◆ Passage for review
○ ○ ○ ○

Friday, September 5, 2014

Dear Friends, by Christopher L. Webber

Here's an ambitious project: how about an updating of the letters of Paul for the church in the United States today?  That's exactly the task Christopher L. Webber, Episcopal pastor and writer, takes on in Dear Friends: The Letters of St. Paul to Christians in America.  With a great sense of Paul's style and theology, Webber gives a modern take on Paul.

The result is not quite what I expected, but was enjoyable nonetheless.  Webber's book is more than a new translation or paraphrase of Paul's writing, but not a whole lot more.  He retains the essential structure of the epistles, with much of the same phrases and wording that Paul uses, yet with Webber's own voice, so the text was constantly familiar yet fresh.

○ ○ ○ ○

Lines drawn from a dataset
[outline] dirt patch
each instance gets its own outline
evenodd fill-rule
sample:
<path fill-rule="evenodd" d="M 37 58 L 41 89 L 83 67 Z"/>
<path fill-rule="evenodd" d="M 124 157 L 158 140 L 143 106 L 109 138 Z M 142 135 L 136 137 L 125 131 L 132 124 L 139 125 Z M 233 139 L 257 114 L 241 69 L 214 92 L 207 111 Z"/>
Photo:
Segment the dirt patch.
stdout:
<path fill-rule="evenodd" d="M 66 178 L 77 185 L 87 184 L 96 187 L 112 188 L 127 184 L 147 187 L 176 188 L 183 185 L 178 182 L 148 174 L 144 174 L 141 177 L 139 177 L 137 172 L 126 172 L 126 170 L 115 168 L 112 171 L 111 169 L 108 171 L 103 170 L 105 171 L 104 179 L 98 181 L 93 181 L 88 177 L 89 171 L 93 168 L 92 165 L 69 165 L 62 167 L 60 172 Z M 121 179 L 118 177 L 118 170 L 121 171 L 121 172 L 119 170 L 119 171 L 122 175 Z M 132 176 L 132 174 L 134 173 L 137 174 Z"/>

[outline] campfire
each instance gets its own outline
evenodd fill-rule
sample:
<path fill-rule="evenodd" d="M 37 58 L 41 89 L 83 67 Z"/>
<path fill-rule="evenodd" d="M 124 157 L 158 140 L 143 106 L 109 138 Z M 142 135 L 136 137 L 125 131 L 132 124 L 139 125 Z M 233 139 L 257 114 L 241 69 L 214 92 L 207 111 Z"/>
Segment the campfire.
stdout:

○ ○ ○ ○

◆ Task instructions
Copy out everything in the review of Dear Friends from "Here's an ambitious" down to "take on Paul.".

◆ Result of this task
Here's an ambitious project: how about an updating of the letters of Paul for the church in the United States today?  That's exactly the task Christopher L. Webber, Episcopal pastor and writer, takes on in Dear Friends: The Letters of St. Paul to Christians in America.  With a great sense of Paul's style and theology, Webber gives a modern take on Paul.